__TASK DETAILS__:
In your copy, each record should read exactly as it does below, and no pictures should be present.

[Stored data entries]

++++++++

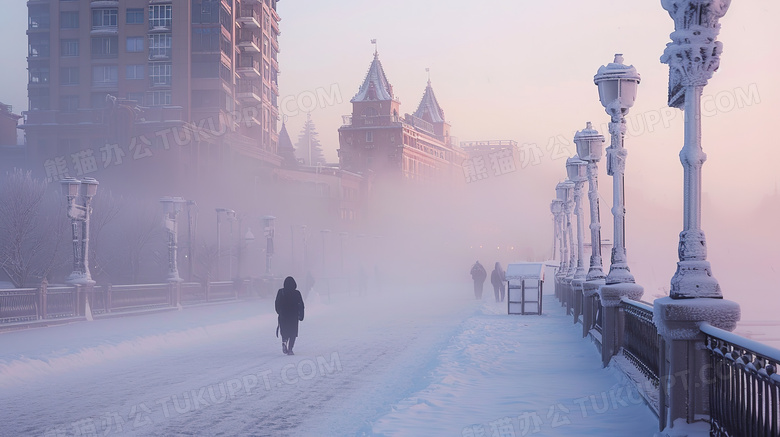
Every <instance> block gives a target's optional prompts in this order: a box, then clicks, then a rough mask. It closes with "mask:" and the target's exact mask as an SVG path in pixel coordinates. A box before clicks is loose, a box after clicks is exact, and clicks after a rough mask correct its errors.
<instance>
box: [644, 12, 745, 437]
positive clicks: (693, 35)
mask: <svg viewBox="0 0 780 437" xmlns="http://www.w3.org/2000/svg"><path fill="white" fill-rule="evenodd" d="M730 3H731V1H730V0H662V1H661V5H662V6H663V8H664V9H666V10H667V11H668V12H669V15H670V16H671V17H672V19H673V20H674V32H672V34H671V39H672V42H670V43H668V44H667V45H666V49H665V50H664V54H663V56H661V62H663V63H665V64H669V106H671V107H673V108H680V109H682V110H683V111H684V113H685V142H684V145H683V147H682V150H681V151H680V162H681V163H682V165H683V169H684V180H685V183H684V194H685V196H684V198H685V201H684V206H683V211H684V213H683V223H684V226H683V231H682V232H681V233H680V242H679V246H678V254H679V257H680V261H679V262H678V263H677V271H676V273H675V274H674V277H672V281H671V292H670V296H669V297H664V298H661V299H656V300H655V302H654V304H653V320H654V322H655V324H656V326H657V327H658V333H659V334H660V335H661V336H662V337H663V339H664V344H665V345H666V347H665V359H664V360H663V361H662V362H661V366H660V369H659V376H660V377H661V378H662V379H663V380H671V381H673V380H672V379H671V378H678V377H679V378H683V379H684V380H683V381H682V384H668V387H662V390H663V391H662V392H661V396H660V405H659V407H660V413H661V414H660V419H661V428H663V429H664V430H663V435H681V434H683V433H687V431H688V429H687V428H688V427H689V426H691V424H693V425H692V426H696V427H697V428H696V429H701V428H700V426H701V425H705V426H706V424H707V423H708V422H709V415H710V413H711V409H710V402H709V393H710V392H709V389H708V385H707V384H699V383H698V381H707V380H708V379H709V378H713V377H716V378H717V377H722V375H713V372H712V369H711V368H710V361H709V357H708V356H707V354H706V352H705V351H706V347H705V344H704V340H705V339H704V335H703V334H702V333H701V330H700V326H701V324H702V322H707V323H709V324H711V325H713V326H715V327H717V328H720V329H725V330H728V331H731V330H733V329H734V328H736V325H737V321H739V319H740V309H739V305H738V304H737V303H736V302H732V301H728V300H724V299H722V298H723V295H722V293H721V290H720V285H719V284H718V281H717V280H715V278H714V277H713V276H712V272H711V269H710V263H709V262H708V261H707V244H706V240H705V238H704V232H703V231H702V230H701V182H702V181H701V168H702V166H703V164H704V161H705V160H706V159H707V155H706V154H705V153H704V151H703V150H702V147H701V95H702V90H703V89H704V86H705V85H707V82H708V81H709V79H710V78H711V77H712V74H713V73H714V72H715V70H717V69H718V66H719V64H720V54H721V52H722V51H723V46H722V44H721V43H720V42H719V41H716V38H717V36H718V33H719V31H720V24H719V22H718V21H719V20H720V18H721V17H723V16H724V15H725V14H726V11H727V10H728V7H729V5H730ZM703 298H709V299H706V301H705V300H703ZM705 302H706V303H705ZM715 373H717V372H715ZM680 375H685V376H680Z"/></svg>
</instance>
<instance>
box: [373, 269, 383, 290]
mask: <svg viewBox="0 0 780 437" xmlns="http://www.w3.org/2000/svg"><path fill="white" fill-rule="evenodd" d="M381 278H382V276H381V275H380V274H379V266H378V265H376V264H374V283H375V287H374V288H375V289H376V291H377V293H380V292H381V291H382V279H381Z"/></svg>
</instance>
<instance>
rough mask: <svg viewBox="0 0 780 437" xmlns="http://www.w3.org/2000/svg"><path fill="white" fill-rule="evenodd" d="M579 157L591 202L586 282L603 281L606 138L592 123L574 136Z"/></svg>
mask: <svg viewBox="0 0 780 437" xmlns="http://www.w3.org/2000/svg"><path fill="white" fill-rule="evenodd" d="M574 144H576V145H577V156H578V157H579V158H580V159H582V160H583V161H585V162H587V171H588V201H589V202H590V241H591V255H590V268H589V269H588V273H587V276H586V280H588V281H594V280H603V279H604V278H605V276H604V270H603V267H602V264H601V244H599V243H600V242H601V217H600V214H599V180H598V171H599V161H601V156H602V154H603V151H604V136H603V135H600V134H599V133H598V131H597V130H595V129H593V126H592V125H591V123H590V122H588V123H587V124H586V125H585V129H583V130H581V131H577V133H576V134H574Z"/></svg>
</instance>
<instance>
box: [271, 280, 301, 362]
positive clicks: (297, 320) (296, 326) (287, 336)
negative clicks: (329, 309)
mask: <svg viewBox="0 0 780 437" xmlns="http://www.w3.org/2000/svg"><path fill="white" fill-rule="evenodd" d="M296 287H298V284H296V283H295V279H293V277H292V276H288V277H286V278H285V279H284V287H283V288H280V289H279V291H278V292H277V293H276V302H275V306H276V314H279V325H278V326H277V328H276V336H277V337H278V336H279V332H281V333H282V352H283V353H285V354H287V355H295V354H293V352H292V348H293V346H295V338H296V337H298V322H299V321H303V298H302V297H301V292H300V291H298V290H297V289H296Z"/></svg>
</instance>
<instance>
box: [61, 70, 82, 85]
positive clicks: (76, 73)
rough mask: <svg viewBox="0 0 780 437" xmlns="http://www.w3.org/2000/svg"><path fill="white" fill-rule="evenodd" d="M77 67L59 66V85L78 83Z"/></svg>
mask: <svg viewBox="0 0 780 437" xmlns="http://www.w3.org/2000/svg"><path fill="white" fill-rule="evenodd" d="M78 84H79V67H62V68H60V85H78Z"/></svg>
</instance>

++++++++

__RESPONSE TO THIS TASK__:
Every <instance> block gives a target's optional prompts in this order: a box, then clicks, then a rough mask. It closes with "mask:" and the target's exact mask as an SVG path in pixel coordinates. A box before clicks is loose, a box after clicks is exact, and clicks after a rough mask correct its errors.
<instance>
box: [644, 12, 745, 437]
positive clicks: (693, 35)
mask: <svg viewBox="0 0 780 437" xmlns="http://www.w3.org/2000/svg"><path fill="white" fill-rule="evenodd" d="M730 3H731V1H730V0H662V1H661V5H662V6H663V8H664V9H666V10H667V11H668V12H669V15H670V16H671V17H672V19H673V20H674V32H672V34H671V39H672V42H670V43H668V44H667V45H666V49H665V50H664V54H663V56H661V62H663V63H665V64H669V106H671V107H673V108H680V109H682V110H683V111H684V113H685V142H684V145H683V147H682V150H681V151H680V162H681V163H682V165H683V169H684V180H685V183H684V194H685V196H684V198H685V201H684V206H683V211H684V213H683V223H684V226H683V231H682V232H681V233H680V242H679V246H678V254H679V257H680V261H679V262H678V263H677V271H676V273H675V274H674V277H672V281H671V292H670V296H669V297H664V298H661V299H656V300H655V302H654V304H653V320H654V322H655V324H656V326H657V327H658V333H659V334H660V335H661V336H662V337H663V339H664V344H665V345H666V347H665V359H664V360H663V361H662V362H661V366H660V369H659V376H660V377H661V378H662V379H663V380H671V381H673V380H672V379H671V378H678V377H679V378H683V379H684V380H683V381H682V384H668V387H662V390H663V391H662V392H661V396H660V405H659V407H660V413H661V414H660V419H661V428H663V429H664V430H663V435H681V434H683V433H687V431H688V429H687V428H688V427H689V426H691V424H693V425H692V426H696V427H697V428H696V429H701V428H700V426H701V425H705V426H706V424H707V423H708V422H709V415H710V413H711V409H710V402H709V393H710V392H709V389H708V385H707V384H699V383H698V381H707V380H708V379H709V378H713V377H716V378H717V377H722V375H713V372H712V369H711V368H710V361H709V357H708V356H707V354H706V352H705V351H706V347H705V344H704V340H705V339H704V335H703V334H702V333H701V330H700V326H701V324H702V322H707V323H709V324H711V325H713V326H715V327H717V328H720V329H725V330H728V331H731V330H733V329H734V328H736V325H737V321H739V319H740V309H739V305H738V304H737V303H736V302H732V301H728V300H724V299H722V298H723V295H722V293H721V290H720V285H719V284H718V281H717V280H715V278H714V277H713V276H712V272H711V269H710V263H709V262H708V261H707V244H706V240H705V238H704V232H703V231H702V230H701V182H702V181H701V168H702V166H703V164H704V161H705V160H706V159H707V155H706V154H705V153H704V151H703V150H702V147H701V95H702V90H703V89H704V86H705V85H707V82H708V81H709V79H710V78H711V77H712V74H713V73H714V72H715V70H717V69H718V66H719V64H720V54H721V52H722V51H723V46H722V44H721V43H720V42H719V41H716V38H717V36H718V33H719V31H720V24H719V22H718V21H719V20H720V18H721V17H723V16H724V15H725V14H726V11H727V10H728V7H729V5H730ZM703 298H709V299H706V301H705V300H703ZM705 302H706V303H705ZM715 373H717V372H715ZM680 375H685V376H680Z"/></svg>
</instance>
<instance>
box: [373, 269, 383, 290]
mask: <svg viewBox="0 0 780 437" xmlns="http://www.w3.org/2000/svg"><path fill="white" fill-rule="evenodd" d="M381 278H382V276H381V275H380V274H379V266H378V265H376V264H374V283H375V287H374V288H375V289H376V291H377V293H380V292H381V291H382V279H381Z"/></svg>
</instance>
<instance>
rough mask: <svg viewBox="0 0 780 437" xmlns="http://www.w3.org/2000/svg"><path fill="white" fill-rule="evenodd" d="M579 157L591 202L586 282L603 281L606 138L592 123L574 136Z"/></svg>
mask: <svg viewBox="0 0 780 437" xmlns="http://www.w3.org/2000/svg"><path fill="white" fill-rule="evenodd" d="M574 144H576V145H577V156H578V157H579V158H580V159H582V160H583V161H585V162H587V171H588V201H589V202H590V241H591V255H590V268H589V269H588V273H587V276H586V280H588V281H594V280H603V279H604V278H605V276H604V270H603V267H602V264H601V244H599V243H600V242H601V217H600V214H599V180H598V171H599V161H601V156H602V154H603V151H604V136H603V135H600V134H599V133H598V131H597V130H595V129H593V126H592V125H591V123H590V122H588V123H587V124H586V125H585V129H583V130H581V131H577V133H576V134H574Z"/></svg>
</instance>
<instance>
box: [271, 280, 301, 362]
positive clicks: (297, 320) (296, 326) (287, 336)
negative clicks: (329, 309)
mask: <svg viewBox="0 0 780 437" xmlns="http://www.w3.org/2000/svg"><path fill="white" fill-rule="evenodd" d="M296 287H298V284H296V283H295V279H293V277H292V276H288V277H286V278H285V279H284V287H283V288H280V289H279V291H278V292H277V293H276V302H275V306H276V314H279V325H278V326H277V328H276V336H277V337H278V336H279V332H281V333H282V352H283V353H285V354H287V355H295V354H293V352H292V348H293V346H295V338H296V337H298V322H299V321H303V298H302V297H301V292H300V291H298V290H297V289H296Z"/></svg>
</instance>
<instance>
box: [61, 70, 82, 85]
positive clicks: (76, 73)
rough mask: <svg viewBox="0 0 780 437" xmlns="http://www.w3.org/2000/svg"><path fill="white" fill-rule="evenodd" d="M77 67L59 66V85L78 83Z"/></svg>
mask: <svg viewBox="0 0 780 437" xmlns="http://www.w3.org/2000/svg"><path fill="white" fill-rule="evenodd" d="M78 84H79V67H62V68H60V85H78Z"/></svg>
</instance>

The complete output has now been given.